• [TEXT UNDER STUDY]
★ ★ ★ ★ ★

Ulcers were ruled out in all of the tests done on my horse. I want to get one of those haynets with the really small holes so that it takes him forever to eat it, but my trainer was concerned it would be "unnatural" for him to eat like that. Would that be a problem?

mccylod 06-16-2011 12:26 AM

He does a good job of keeping himself hydrated, thats not really an issue with my horse

loosie 06-16-2011 01:22 AM

288 Attachment(s)

Originally Posted by mccylod (Post 1066733)
Ulcers were ruled out in all of the tests done on my horse. I want to get one of those haynets with the really small holes so that it takes him forever to eat it, but my trainer was concerned it would be "unnatural" for him to eat like that. Would that be a problem?

? Unnatural how? Granted of course horses don't eat from haynets in the wild, but they don't eat from piles of hay or buckets either, and picking at tiny amounts constantly is what is natural for them, so I'd say 'slow feeding' in whatever method is more natural for them. It's been shown to help their digestive health too.

mccylod 06-18-2011 02:44 PM

I think that I'm going to get the SmartDigest Ultra. He has been healing fine so far, but has been rolling a lot which is a little concerning... He is doing a Panacur treatment to get rid of ALL of his worms (he had 1,550 eggs per mg, a lot) because my trainer said he didn't need to be wormed because his previous owner wormed him. Sometimes I don't get her logic... Well hopefully this new supplement will keep him colic free, and we definitly have our eye on him. If you have any more suggestions feel free to share!

★ ★ ★ ★ ★

• [THE DATA]
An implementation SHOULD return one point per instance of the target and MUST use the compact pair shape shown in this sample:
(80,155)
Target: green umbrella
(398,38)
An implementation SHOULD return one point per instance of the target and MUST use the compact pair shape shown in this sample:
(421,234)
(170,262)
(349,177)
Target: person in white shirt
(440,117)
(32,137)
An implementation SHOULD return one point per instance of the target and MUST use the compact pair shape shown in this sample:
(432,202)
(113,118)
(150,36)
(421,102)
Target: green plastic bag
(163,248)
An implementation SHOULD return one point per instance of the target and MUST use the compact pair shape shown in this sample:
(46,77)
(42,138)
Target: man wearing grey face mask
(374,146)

★ ★ ★ ★ ★

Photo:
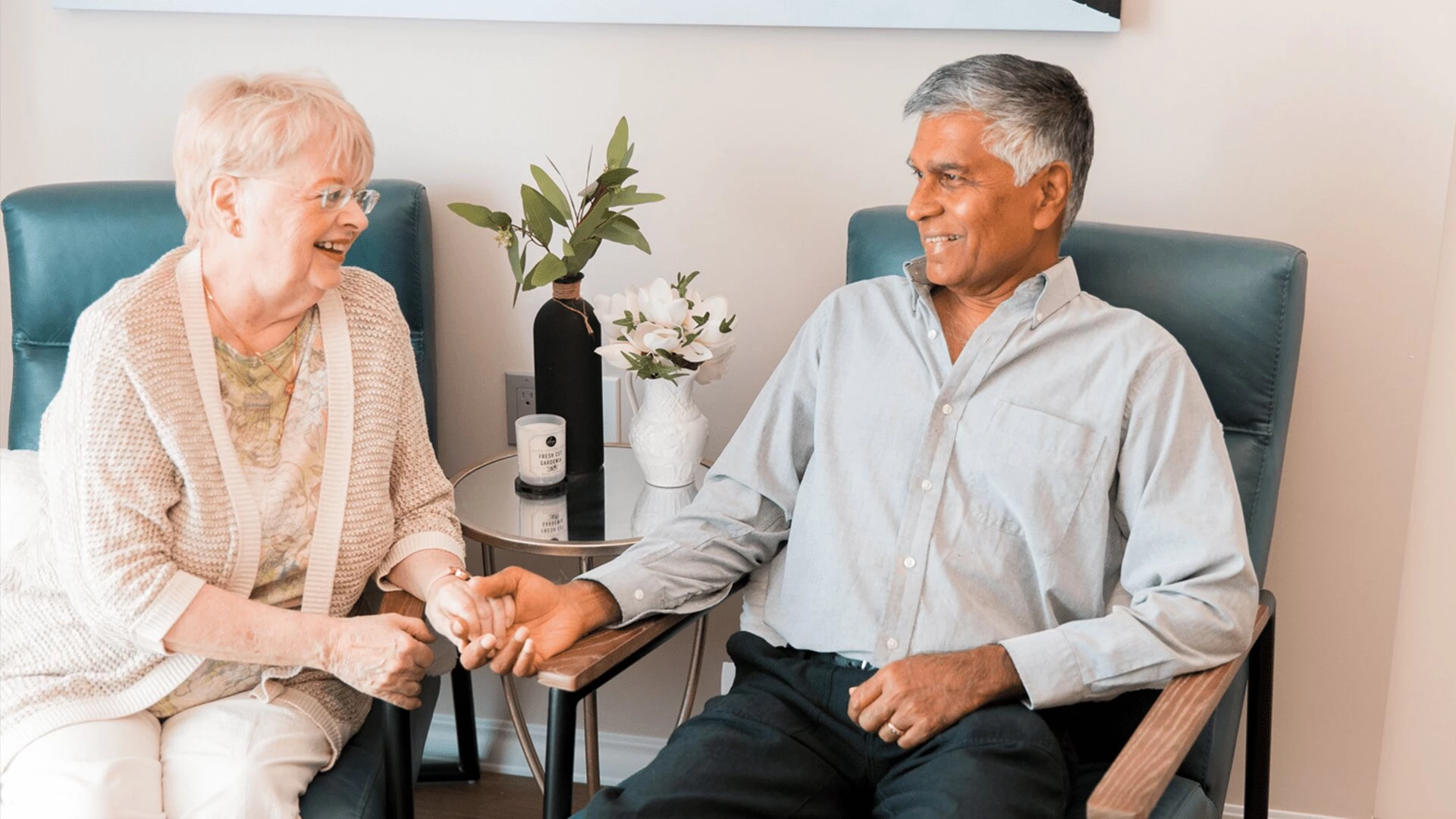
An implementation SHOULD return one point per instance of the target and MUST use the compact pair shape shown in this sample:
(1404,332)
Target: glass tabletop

★ ★ ★ ★ ★

• [ACTIONS TO TAKE]
A: How would you put this sentence from the horse forum thread into Spanish: "Ulcers were ruled out in all of the tests done on my horse."
B: In the horse forum thread, what kind of haynet does the horse's owner want to buy?
C: In the horse forum thread, why does the reply reject the trainer's worry that eating from a small-hole haynet would be "unnatural"?

• [ANSWERS BELOW]
A: Las úlceras se descartaron en todas las pruebas que le hicieron a mi caballo.

B: One with really small holes, so that it takes the horse forever to eat.

C: Horses don't eat from haynets in the wild, but they don't eat from piles of hay or buckets either. Picking at tiny amounts constantly is what is natural for them, so slow feeding is the more natural method. It has also been shown to help their digestive health.